▸ **EXERCISE MATERIALS**:

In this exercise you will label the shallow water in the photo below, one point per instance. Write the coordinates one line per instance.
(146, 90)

==

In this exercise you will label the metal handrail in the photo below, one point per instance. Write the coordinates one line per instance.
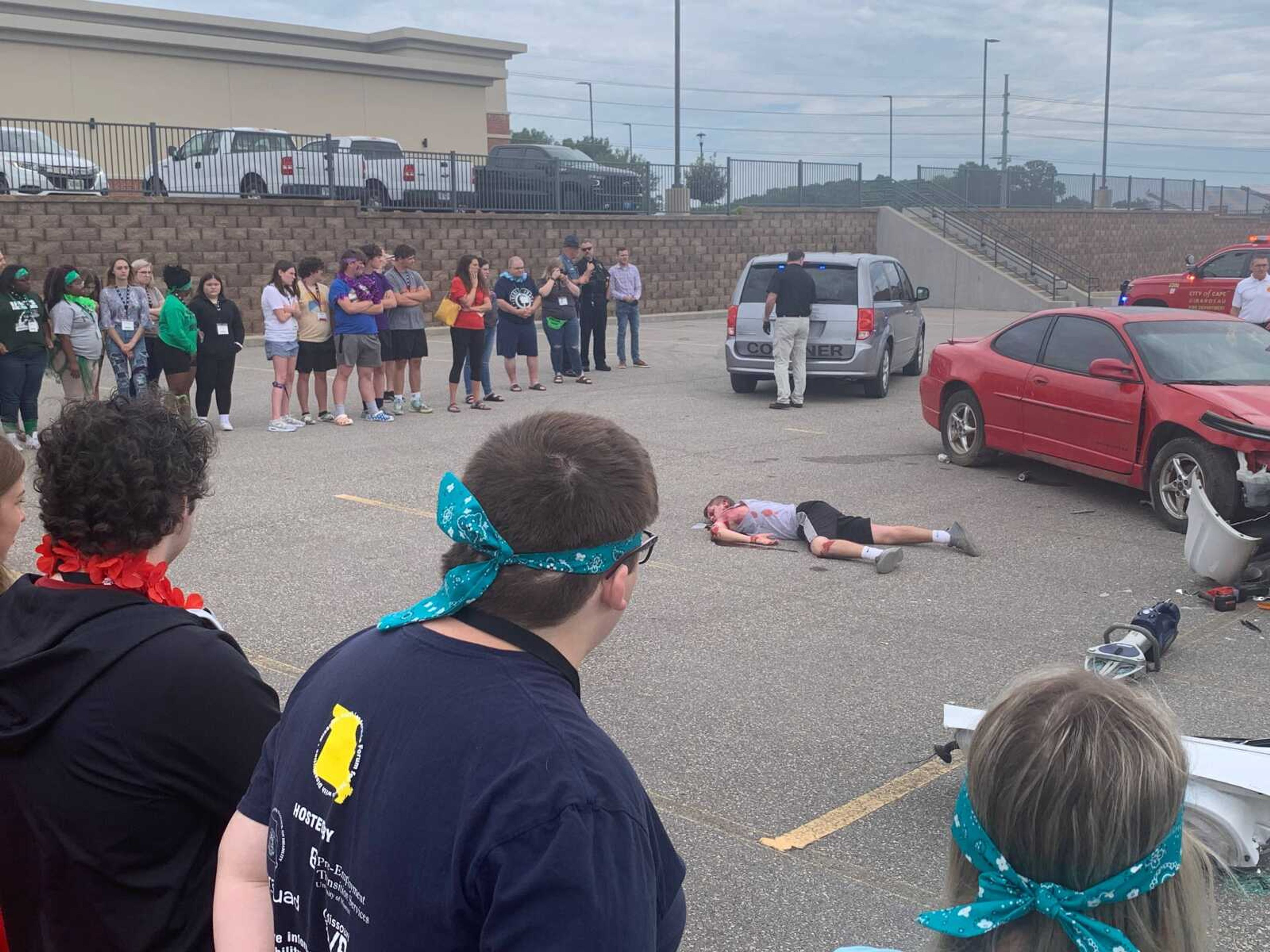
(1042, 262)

---

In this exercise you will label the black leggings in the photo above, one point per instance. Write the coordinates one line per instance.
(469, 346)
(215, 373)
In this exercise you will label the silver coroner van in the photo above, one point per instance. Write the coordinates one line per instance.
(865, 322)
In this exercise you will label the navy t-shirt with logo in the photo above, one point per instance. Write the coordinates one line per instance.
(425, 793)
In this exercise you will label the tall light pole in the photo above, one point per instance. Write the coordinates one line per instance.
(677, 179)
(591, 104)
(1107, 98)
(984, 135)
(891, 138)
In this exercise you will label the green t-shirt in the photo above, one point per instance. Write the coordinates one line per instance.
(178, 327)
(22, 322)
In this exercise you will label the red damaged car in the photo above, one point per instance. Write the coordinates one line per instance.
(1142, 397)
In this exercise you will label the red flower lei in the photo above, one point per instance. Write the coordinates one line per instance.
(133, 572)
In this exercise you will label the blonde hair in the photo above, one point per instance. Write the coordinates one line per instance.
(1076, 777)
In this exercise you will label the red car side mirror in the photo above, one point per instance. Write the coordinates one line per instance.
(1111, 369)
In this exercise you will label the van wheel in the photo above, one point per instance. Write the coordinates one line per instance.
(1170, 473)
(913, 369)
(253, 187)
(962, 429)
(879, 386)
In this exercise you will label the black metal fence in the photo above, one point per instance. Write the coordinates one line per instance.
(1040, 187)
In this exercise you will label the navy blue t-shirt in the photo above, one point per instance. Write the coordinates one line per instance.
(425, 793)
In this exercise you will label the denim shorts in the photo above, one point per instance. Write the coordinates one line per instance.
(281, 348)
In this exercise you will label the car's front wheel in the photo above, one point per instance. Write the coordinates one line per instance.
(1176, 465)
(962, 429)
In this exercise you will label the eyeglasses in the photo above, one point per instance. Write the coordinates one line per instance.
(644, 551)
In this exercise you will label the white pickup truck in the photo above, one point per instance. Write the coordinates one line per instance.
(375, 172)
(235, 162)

▸ **REQUIRED WORK**: Copy every line of the data above that contains the word "wheel", matching case exactly.

▸ **ANSWER**:
In this exercise you will label the van wheel in the photo above, one point per instance. Write the coordinates one line per instance.
In this exercise you will label the car's front wheel in the photo above, one point per instance. Write the coordinates one line per instance.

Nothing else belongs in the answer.